• Data provided

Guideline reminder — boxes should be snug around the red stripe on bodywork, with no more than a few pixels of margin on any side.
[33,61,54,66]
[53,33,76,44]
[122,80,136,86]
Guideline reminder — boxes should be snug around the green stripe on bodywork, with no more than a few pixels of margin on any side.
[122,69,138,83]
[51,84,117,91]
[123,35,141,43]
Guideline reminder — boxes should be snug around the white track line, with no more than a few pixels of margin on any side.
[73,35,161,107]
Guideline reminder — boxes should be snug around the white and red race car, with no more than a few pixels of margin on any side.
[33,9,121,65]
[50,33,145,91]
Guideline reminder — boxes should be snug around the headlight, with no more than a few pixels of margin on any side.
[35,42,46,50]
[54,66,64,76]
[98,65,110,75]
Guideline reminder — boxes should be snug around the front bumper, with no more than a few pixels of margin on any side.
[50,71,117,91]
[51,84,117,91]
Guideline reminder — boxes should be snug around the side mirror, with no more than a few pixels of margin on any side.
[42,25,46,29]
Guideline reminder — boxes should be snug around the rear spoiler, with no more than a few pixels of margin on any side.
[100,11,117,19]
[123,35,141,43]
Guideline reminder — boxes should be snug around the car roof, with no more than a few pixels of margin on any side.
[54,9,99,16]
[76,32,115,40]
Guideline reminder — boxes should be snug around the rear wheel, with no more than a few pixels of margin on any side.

• Given task
Rescale the data above by writing out every line again, the text lines included. Multiply each box coordinate by 0.6 and round to whole numbers, with halves rounding up.

• Solution
Guideline reminder — boxes should be snug around the red stripe on bodywork, with no more than a few pixels of margin on any side.
[20,37,32,40]
[32,20,46,26]
[73,48,82,52]
Guideline reminder — boxes should be snug around the green stripe on bodywork, with no more than a few pixels of margin on any side.
[73,41,83,50]
[31,50,70,55]
[74,21,85,26]
Guideline reminder — boxes should be snug around the white track line, with no more than a few pixels of margin on any side.
[44,21,97,64]
Guideline reminder — boxes should be snug around the white and red race car, with no more than a few pixels of margin on any side.
[20,5,73,39]
[30,20,87,55]
Guideline reminder — boxes should be snug around the headlight, with no more than a few pixels of margin on any side.
[21,25,28,30]
[32,40,38,46]
[59,39,66,45]
Guideline reminder — boxes should be snug around the front bumper, with no more than a few pixels of margin on any side.
[30,43,70,55]
[31,50,70,55]
Guideline reminder — boxes should be snug around the side mirror, with no more than a few pixels of margin on any side.
[25,15,28,17]
Guideline reminder — boxes should be snug around the rear spoiler, with no more than a few pixels of margin on any side.
[60,7,70,11]
[74,21,85,26]
Guideline reminder — boxes should be snug around the car roof, with no more than a few pixels of margin on any side.
[32,5,59,10]
[46,19,69,24]
Guideline reminder — boxes should be snug around the rear wheel, with no more than a few pixels of margin on any side.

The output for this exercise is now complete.